What you need to do:
a: Reproduce the power series thread word for word, beginning at "Express the following" and stopping after "determine the convergence.".
b: Pick up the power series thread after its last sentence and extend it further.
##### Selected excerpt
Two series I'm having problems with

[manenbu]

Homework Statement

Express the following as a power series at x=0 and find the interval of convergence:

first one:
f(x) = \sqrt{1+x^3}
second:
f(x) = \frac{x^2-1}{x^2+1} + \cos^{2}{\frac{x}{2}}

Homework Equations

Maclaurin series for the first, no idea about the second.

The Attempt at a Solution

For the first one, I can express the first few terms but I can't find a general summation formula, and because of that I can't determine the convergence.
This is what I got:
f(x) = \sqrt{1+x^3} = \left(1+(x^3)\right)^{\frac{1}{2}} = 1 + \frac{x^3}{2} - \frac{x^6}{2^2 \cdot 2!} + \frac{3x^9}{2^3 \cdot 3!} - \frac{15x^{12}}{2^4 \cdot 4!} + ...
But now what? I can't find what \sum a_n is equal to.. So I have no way of determining the convergence.

As for the second series, I don't even know where to start.

 

[xaos]

such type of questions rely on a very small set of paradigm examples upon which we use substitution, so rewrite what you have into a form that is more familiar.

 

[LCKurtz]

In your attempt at a solution, write out a couple more terms of the binomial expansion. And in the numerator don't simplify the constant. Starting with the x^6 term the constant in the numerator is 1, then 1*3, then 1*3*5, then... You should see a pattern emerging. It doesn't matter if the pattern works for the first few terms because they don't affect convergence.

For the second example I would write the fraction as (-1 + x^2)/ (1 + x^2) and divide it out long division, and I would use the trig identity for cos^2(x/2).
##########
##### Dataset excerpt
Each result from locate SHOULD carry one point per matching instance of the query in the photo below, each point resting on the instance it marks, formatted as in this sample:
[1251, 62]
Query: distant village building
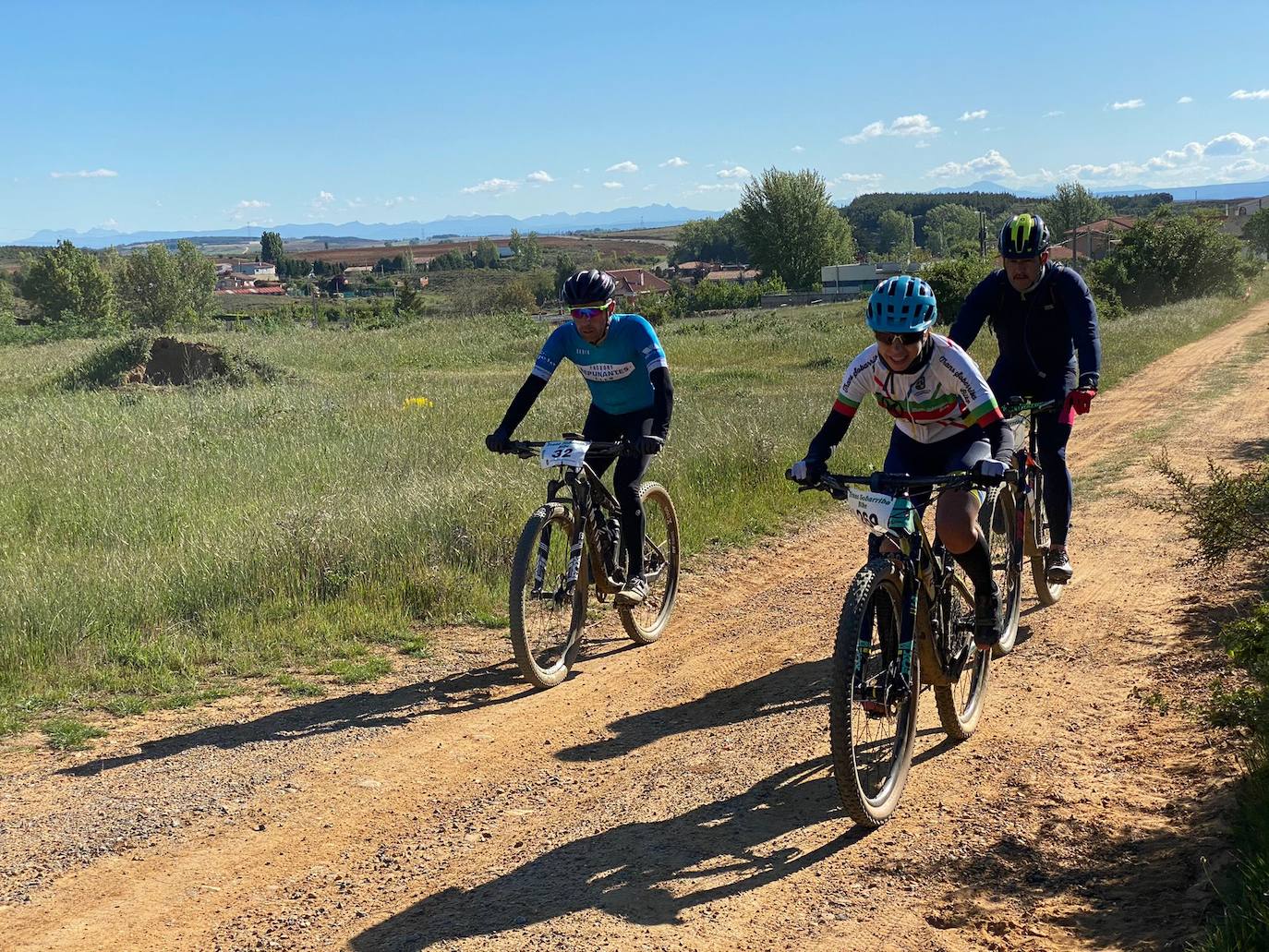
##########
Replies:
a:
Express the following as a power series at x=0 and find the interval of convergence:

first one:
f(x) = \sqrt{1+x^3}
second:
f(x) = \frac{x^2-1}{x^2+1} + \cos^{2}{\frac{x}{2}}

Homework Equations

Maclaurin series for the first, no idea about the second.

The Attempt at a Solution

For the first one, I can express the first few terms but I can't find a general summation formula, and because of that I can't determine the convergence.

b:
 

[manenbu]

Ok, so for the first one I get:

1+\frac{x^3}{2}+\sum_{n=1} (-1)^n x^{3n} \frac{1 \cdot 3 \cdot 5 \cdot ... \cdot (2n-1)}{2^n \cdot n!}

How do I treat the 1*3*5*...*(2n-1)? Can I just factor it outside of the summation and ignore it while making one of the limit test (probably ratio, since I have the factorial)?

 

[manenbu]

btw, can I use binomial expansion when (1+m)^{\frac{1}{2}}?

 

[LCKurtz]

Ok, so for the first one I get:

1+\frac{x^3}{2}+\sum_{n=1} (-1)^n x^{3n} \frac{1 \cdot 3 \cdot 5 \cdot ... \cdot (2n-1)}{2^n \cdot n!}

How do I treat the 1*3*5*...*(2n-1)? Can I just factor it outside of the summation and ignore it while making one of the limit test (probably ratio, since I have the factorial)?

No, because it depends on n. Just include it in the ratio test. Most of the terms will cancel out.

 

[HallsofIvy]

Since it depends on n, not you cannot "factor it outside the summation"!
You can write it as 1*3*5*...*(2n-1)= 1*2*3**5*6*...*(2n-1)(2n)/(2*4*6*...*2n)= 2n!/(2*4*6*...*(2n))= 2n!/((2^n)(n!))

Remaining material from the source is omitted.